NJOY (trade name of NJOY, LLC) is an independent American company that manufactures and distributes electronic cigarettes and vaping products. In 2017, NJOY acquired the assets of NJOY, Inc., one of the first companies to sell e-cigarettes.

History 
NJOY, founded in 2007, was one of the first major e-cigarette brands in the US.

In 2010, the company won a landmark lawsuit against the Food and Drug Administration. The decision by the US Court of Appeals upheld a lower court ruling finding that the FDA lacked authority to regulate electronic cigarettes as drugs or medical devices, absent therapeutic claims. The court further held that FDA could seek to regulate electronic cigarettes via the FDA's authority under the Family Smoking Prevention and Tobacco Control Act of 2009, as argued by NJOY.  In response, FDA announced that it would accept the Court of Appeals decision and would regulate the category under the Tobacco Control Act rather than under the agency's drug jurisdiction. The lawsuit thereby established the legal framework for the electronic cigarette/vaping industry.

Task prompt ->
Update the NJOY text from "NJOY (trade name" up to and including "brands in the US.", putting "established" in place of "founded". The data after this point is separate and not part of the NJOY text.

Input data ->
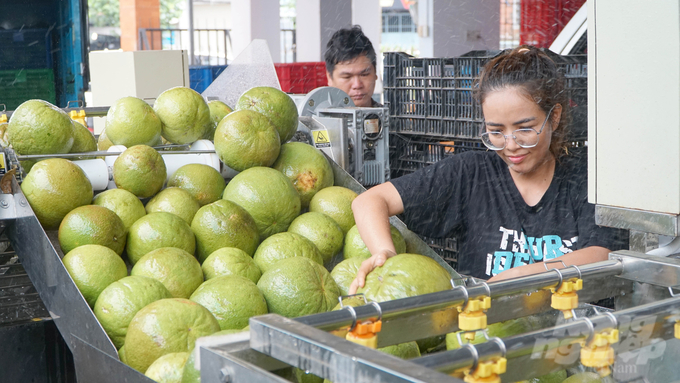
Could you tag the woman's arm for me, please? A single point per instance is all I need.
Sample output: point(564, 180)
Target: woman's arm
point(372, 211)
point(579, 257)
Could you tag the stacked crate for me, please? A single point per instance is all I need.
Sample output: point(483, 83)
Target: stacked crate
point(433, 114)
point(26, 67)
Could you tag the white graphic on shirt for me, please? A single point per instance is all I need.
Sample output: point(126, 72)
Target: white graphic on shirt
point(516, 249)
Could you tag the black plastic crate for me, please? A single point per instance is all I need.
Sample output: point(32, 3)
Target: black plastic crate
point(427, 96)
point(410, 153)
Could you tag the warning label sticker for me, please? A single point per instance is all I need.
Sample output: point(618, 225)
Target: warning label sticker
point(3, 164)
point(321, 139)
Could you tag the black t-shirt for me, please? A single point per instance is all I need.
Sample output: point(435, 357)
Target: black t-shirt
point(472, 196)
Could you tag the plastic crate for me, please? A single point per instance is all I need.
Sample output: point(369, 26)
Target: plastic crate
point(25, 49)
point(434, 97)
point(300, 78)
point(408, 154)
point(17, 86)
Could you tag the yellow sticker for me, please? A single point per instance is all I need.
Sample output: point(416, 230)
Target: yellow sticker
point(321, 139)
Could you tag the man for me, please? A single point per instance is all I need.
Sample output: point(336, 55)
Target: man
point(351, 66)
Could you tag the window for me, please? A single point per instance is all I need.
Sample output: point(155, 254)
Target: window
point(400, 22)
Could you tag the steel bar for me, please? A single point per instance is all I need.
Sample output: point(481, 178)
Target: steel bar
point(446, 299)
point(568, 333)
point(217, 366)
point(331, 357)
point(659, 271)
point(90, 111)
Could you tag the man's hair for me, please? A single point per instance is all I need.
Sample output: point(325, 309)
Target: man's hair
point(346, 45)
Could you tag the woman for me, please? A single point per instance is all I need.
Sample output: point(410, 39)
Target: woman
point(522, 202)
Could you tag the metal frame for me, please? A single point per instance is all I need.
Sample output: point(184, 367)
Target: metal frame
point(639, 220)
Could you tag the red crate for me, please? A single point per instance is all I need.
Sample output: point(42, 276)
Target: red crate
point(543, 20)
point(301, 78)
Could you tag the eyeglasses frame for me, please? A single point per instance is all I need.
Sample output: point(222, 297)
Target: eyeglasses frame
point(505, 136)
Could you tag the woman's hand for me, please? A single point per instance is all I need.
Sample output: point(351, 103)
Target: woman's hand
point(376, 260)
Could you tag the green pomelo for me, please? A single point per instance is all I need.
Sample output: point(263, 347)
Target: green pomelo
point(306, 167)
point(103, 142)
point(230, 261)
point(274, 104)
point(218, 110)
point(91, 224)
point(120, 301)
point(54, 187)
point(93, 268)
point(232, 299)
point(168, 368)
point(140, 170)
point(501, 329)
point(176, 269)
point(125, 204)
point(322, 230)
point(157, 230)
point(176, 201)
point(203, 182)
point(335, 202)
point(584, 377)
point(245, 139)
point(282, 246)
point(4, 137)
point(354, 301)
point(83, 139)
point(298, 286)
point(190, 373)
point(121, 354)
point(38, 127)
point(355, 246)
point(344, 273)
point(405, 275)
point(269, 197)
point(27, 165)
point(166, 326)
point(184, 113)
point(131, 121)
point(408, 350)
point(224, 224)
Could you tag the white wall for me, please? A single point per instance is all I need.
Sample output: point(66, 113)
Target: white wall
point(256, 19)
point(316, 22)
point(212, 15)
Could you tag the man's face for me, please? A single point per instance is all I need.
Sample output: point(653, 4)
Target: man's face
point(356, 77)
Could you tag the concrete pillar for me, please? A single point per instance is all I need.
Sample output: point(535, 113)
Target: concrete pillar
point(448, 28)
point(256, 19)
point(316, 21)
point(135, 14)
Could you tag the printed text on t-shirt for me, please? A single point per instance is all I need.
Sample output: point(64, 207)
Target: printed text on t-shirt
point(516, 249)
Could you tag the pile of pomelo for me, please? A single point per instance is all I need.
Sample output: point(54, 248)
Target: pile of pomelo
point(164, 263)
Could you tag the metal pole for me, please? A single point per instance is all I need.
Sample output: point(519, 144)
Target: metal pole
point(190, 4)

Response area ->
NJOY (trade name of NJOY, LLC) is an independent American company that manufactures and distributes electronic cigarettes and vaping products. In 2017, NJOY acquired the assets of NJOY, Inc., one of the first companies to sell e-cigarettes.

History 
NJOY, established in 2007, was one of the first major e-cigarette brands in the US.